● **Problem set**
#1 In the anniversary essay, what reminder made the writer notice the date?
#2 Continue the essay about marking an anniversary while raising two young children, picking up after its last sentence.

● **Document extract**
“Happy Anniversary” was yelled from across the room as we tag team caring for a feverish toddler and working from home. At least we didn’t entirely forget it this year as we have once in the past. I knew it was coming. I even made a reservation, a month from now, at a fancy restaurant downtown. It was a summer camp registration reminder that made me look at the date and remember that it was special.
All consumed with keeping two children alive it is hard to remember the days before this when there was time for us. Romance was something more than a hug in the kitchen, messy with dinner dishes. Support was more than a knowing look over a tantruming child. Dates were spur of the moment decisions to try to get a seat at one of the newer restaurants in town instead of reservations at 5:30pm at a restaurant no longer considered new and a $100 babysitter at home.
The usual anniversary testaments on social media say something like, “You are amazing. I am amazing, We are amazing together and it keeps getting better and better.” Well, you are (mostly) amazing. I am (mostly) amazing. We are (mostly) amazing together. It is pretty good but it is (often) not better and that is okay. It is different. We are real people and this is real life and I’m committed to keeping life real for the random people out there who might read this.
It’s not all a depressing story.

● **Dataset content**
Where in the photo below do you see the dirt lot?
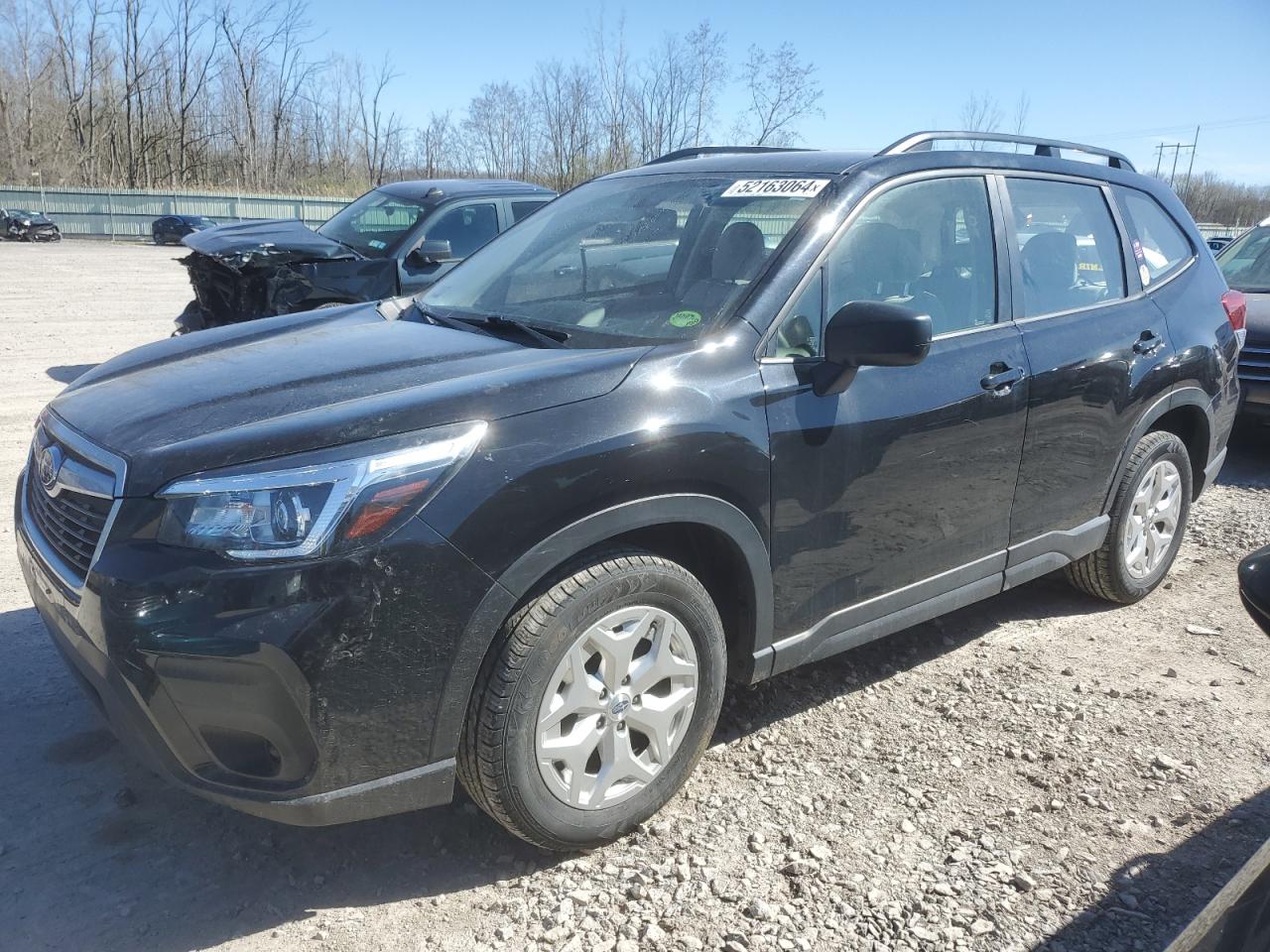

● **Exercise results**
#1 A summer camp registration reminder.

#2
We love each other as much, if not more, than we have before. Each year we grow as our own person and watching someone grow and find who they really are is an amazing bonding experience. I’m proud of who you are. I’m proud of your strength, the challenges you have taken on to grow professionally and personally, your empathy, your creative personality and the amazing father you are. I know down to my core how proud you are of me. I’m secure that you support who I am and my personal growth. I know that you will nod along as I describe the next thing that I want to take on while gently reminding me that maaaaybe this isn’t the right time. You step up and take on stuff at home when I inevitably do the thing that I probably don’t have time for. (Trust me, I am working on saying no!) You are my shoulder to cry on and a confidant with good and practical advice. I’m so proud of all we have achieved together.
We laugh together every day. Usually at the absurdity of life right now. You’ve taught our children some of the goofiest things that they know. The things that make me giggle and make that ridiculous heart shape with my hands.
We still hold hands while we walk down the street on our rare dates. We cuddle on the couch while we binge watch the shows that everyone else watched two years ago. We bond over long conversations about podcasts, the thing you read on Twitter or the thing I heard on MPR.
Our marriage therapist says that we are really good together so that must mean we are doing something right. (If you are a random person reading this and want to know the secret to a good marriage: therapy. Individual and couples. Don’t wait until things are bad. They prevent the bad.)
And now the sappy part.
Eight crazy, crazy years of marriage! Where has time gone? Happy Anniversary! Thank you for all the good, the bad and the in-between. I wouldn’t want to do this with anyone else. I’m proud of you, I’m proud of me, I’m proud of us and I love you.
Remember, its only 18 more years until we move to a two-bedroom condo in the North Loop where we will go to shows and eat at the new restaurants again and travel to all those places on our list.